▶ _Supplied data_
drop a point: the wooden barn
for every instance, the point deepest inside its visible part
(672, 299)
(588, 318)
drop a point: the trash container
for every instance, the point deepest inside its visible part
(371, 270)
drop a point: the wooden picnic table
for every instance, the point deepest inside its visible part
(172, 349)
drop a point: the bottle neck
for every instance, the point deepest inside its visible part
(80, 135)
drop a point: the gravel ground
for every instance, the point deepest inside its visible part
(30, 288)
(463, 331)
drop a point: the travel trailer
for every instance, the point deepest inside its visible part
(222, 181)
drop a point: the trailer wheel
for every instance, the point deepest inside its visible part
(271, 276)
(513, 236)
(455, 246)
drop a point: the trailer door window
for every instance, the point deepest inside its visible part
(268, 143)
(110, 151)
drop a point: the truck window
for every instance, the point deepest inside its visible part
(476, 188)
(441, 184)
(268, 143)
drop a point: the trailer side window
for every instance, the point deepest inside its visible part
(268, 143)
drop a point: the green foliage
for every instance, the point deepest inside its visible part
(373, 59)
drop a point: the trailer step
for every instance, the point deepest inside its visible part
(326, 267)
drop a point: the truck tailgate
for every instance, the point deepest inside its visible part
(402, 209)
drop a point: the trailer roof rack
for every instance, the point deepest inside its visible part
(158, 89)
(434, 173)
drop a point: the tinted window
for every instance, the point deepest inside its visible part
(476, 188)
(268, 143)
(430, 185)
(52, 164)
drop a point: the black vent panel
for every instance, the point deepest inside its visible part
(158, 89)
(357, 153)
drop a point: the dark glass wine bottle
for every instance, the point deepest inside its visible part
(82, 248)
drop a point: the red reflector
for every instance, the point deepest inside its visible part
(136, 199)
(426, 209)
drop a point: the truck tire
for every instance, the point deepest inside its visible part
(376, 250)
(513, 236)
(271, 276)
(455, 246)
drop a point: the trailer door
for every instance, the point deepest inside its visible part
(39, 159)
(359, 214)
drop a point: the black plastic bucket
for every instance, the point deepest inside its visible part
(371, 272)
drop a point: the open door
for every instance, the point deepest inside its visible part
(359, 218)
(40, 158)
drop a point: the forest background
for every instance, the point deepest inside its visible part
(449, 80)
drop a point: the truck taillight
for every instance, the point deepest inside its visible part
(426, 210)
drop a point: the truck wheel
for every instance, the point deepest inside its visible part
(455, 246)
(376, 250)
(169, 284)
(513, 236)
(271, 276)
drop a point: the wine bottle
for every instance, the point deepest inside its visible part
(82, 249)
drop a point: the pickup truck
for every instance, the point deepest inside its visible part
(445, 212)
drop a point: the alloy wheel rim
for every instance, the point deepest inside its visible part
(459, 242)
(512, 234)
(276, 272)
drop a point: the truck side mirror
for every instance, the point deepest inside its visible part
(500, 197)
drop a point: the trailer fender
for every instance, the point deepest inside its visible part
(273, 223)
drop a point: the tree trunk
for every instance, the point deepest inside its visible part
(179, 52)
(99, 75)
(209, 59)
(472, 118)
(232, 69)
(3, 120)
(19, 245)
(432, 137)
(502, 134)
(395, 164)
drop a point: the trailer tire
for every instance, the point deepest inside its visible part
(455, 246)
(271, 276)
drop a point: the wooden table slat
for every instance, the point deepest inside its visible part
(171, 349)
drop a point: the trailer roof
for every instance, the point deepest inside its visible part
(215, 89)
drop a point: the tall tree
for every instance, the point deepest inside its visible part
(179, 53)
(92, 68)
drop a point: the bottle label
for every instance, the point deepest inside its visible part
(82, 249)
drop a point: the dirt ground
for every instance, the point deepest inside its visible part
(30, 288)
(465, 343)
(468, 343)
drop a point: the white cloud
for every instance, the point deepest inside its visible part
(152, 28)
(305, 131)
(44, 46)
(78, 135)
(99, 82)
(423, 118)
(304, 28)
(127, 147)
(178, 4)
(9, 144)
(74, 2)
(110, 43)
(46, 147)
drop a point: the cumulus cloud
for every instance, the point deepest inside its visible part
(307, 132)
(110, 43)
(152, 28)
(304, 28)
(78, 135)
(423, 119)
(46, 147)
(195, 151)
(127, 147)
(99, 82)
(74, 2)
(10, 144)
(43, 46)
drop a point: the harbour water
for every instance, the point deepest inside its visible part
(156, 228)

▶ _Action item_
Where the string "roof" occurs in a line of the listing, copy the line.

▶ _Solution for this task_
drop a point: the trailer roof rack
drop a point: the trailer roof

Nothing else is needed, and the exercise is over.